Provided passage.

*** Block opens ***

If anyone has some advice or can make sense of this please do.

Thanks so much![/quote]


_________________
Diagnosed with classic Autism
AQ score= 48
PDD assessment score= 170 (severe PDD)
EQ=8 SQ=93 (Extreme Systemizer)
Alexithymia Quiz=164/185 (high)


aann
Veteran
Veteran

User avatar

Joined: 19 Nov 2010
Gender: Female
Posts: 509

20 Jul 2011, 8:19 pm

Another thing is... NTs can dislike affection. I mentioned that my family was not very huggy/kissy. My dd went on a two week trip with other kids her age and teachers. The other moms in my region went nuts trying to micromanage the trip. One drove herself bonkers. They made me feel I was very abnormal. I did not miss my dd and she did not miss me. We are both NT. So, this may be more typical of aspies but it is not exactly bad or weird.

*** Block closes ***

Record extracts.
*** Block opens ***

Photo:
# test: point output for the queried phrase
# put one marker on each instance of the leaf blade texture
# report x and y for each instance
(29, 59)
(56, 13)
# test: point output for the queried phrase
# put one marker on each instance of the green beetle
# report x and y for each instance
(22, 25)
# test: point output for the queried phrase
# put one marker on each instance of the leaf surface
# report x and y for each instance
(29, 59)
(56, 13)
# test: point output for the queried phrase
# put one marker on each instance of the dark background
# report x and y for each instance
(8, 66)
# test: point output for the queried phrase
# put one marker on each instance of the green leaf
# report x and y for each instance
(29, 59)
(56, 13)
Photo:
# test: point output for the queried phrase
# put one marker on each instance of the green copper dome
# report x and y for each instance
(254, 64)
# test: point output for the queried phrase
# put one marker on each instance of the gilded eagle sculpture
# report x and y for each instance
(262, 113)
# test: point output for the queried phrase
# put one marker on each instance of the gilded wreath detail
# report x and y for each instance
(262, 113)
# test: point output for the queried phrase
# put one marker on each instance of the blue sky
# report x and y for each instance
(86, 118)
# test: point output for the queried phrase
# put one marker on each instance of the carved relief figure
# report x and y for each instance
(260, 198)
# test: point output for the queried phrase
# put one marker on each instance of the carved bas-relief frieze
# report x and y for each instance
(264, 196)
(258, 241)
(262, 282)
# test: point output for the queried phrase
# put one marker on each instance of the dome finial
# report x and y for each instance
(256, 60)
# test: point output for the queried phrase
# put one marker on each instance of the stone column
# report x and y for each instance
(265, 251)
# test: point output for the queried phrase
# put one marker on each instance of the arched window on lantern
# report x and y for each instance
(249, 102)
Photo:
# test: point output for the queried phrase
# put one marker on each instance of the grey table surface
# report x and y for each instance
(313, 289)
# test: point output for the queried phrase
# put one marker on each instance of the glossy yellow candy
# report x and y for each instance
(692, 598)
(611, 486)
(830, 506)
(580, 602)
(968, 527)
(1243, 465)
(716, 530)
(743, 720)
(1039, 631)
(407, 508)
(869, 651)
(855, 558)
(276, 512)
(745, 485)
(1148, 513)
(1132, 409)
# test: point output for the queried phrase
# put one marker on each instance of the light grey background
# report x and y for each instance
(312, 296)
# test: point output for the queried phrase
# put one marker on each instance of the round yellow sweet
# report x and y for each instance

*** Block closes ***

Exercise prompt.
In the forum post, how long was the trip the poster's daughter took with other kids her age and teachers?

Result of the task.
Two weeks.